### STATED EXERCISE 1:
Reproduce the passage in the Death reissue review starting with "There are so" and going on through "progressed as it did.".
### STATED EXERCISE 2:
Pick up the review of the Spiritual Healing reissue after its last sentence and keep writing it.

### SELECTION:
━━━

I’ve been reading a few comments on the internet from people claiming that Relapse are simply cashing in on the Death back catalogue. What a load of rubbish. Death will always be the greatest death metal band of all time and the late Chuck Schuldiner’s legacy will forever remain. But with original vinyl copies of the band’s classic albums going for ridiculous amounts on eBay, it’s only right that a label such as Relapse should re-release such albums.

There are so many people recently introduced to metal in general and not realising just how important the history of each subgenre is. Sure, everyone has their own taste, but it could be argued that without Death the death metal genre would not have progressed as it did.

Chuck Schuldiner was not only a fantastic songwriter but he took death metal to new heights with his complex ideas and superior musicianship. Every line-up he assembled, produced classic album after classic album and Spiritual Healing, first released in 1990, was the band’s third classic opus.

With guitarist Rick Rozz out of the band, Chuck drafted in the inimitable James Murphy (ex-Obituary), giving the record an immediately more structured feel. Chuck in turn took on a cleaner vocal approach, while behind him rumbled the bass of Terry Butler (ex-Massacre) and skin-bashing of Bill Andrews (ex-Massacre).

━━━

### EXTRACTED INFORMATION:

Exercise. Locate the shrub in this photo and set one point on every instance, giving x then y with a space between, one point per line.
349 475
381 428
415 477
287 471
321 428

━━━

### EXERCISE RESULT 1:
There are so many people recently introduced to metal in general and not realising just how important the history of each subgenre is. Sure, everyone has their own taste, but it could be argued that without Death the death metal genre would not have progressed as it did.

### EXERCISE RESULT 2:
Although the Florida band’s debut record Scream Bloody Gore (1987) remains the band’s ultimate classic, not one Death album sounds the same, as Chuck Schuldiner effortlessly progressed through the years, taking the Death sound to more complex voids with breath taking aplomb. The self-confidence of the man didn’t originally endear himself to the press. In fact, with several line-up changes over the years, Death always remained the baby of one man. But since his departure from this fragile planet, no-one has forgotten him.

Spiritual Healing is a welcome reissue – a double disc that features the remastered eight-track album plus another 14 tracks, including several rehearsals and a batch of fun jams. While the rehearsals and jams are for purist only, the original album is a must have for anyone who calls themselves a death metal fan.

Opener, ‘Living Monstrosity’, is probably one of Death’s finest moments; a pacey affair which showcases Murphy’s undeniable torment and that almost academic complexity of Schuldiner who injects various intricacies into the album. Hard to believe that just three years previous Chuck was vomiting tales of zombies and gore. Spiritual Healing is a band reaching high levels of maturity, musically and lyrically.

‘Altering The Future’ begins as a slow, pensive dirge, with Chuck’s vocals far clearer than before as the drums jerk behind the cavorting guitars. The track features one of death metal’s finest ever solos. ‘Defensive Personalities’ raises the bar even higher, with Death suddenly standing alone as death metal gods and yet inspiring so many other young bands to follow suit with that technical edge. ‘Defensive Personalities’ is possibly Chuck’s strongest vocal performance on the record, with Scott Burns of Morrisound Recording giving the record that crystal clear production.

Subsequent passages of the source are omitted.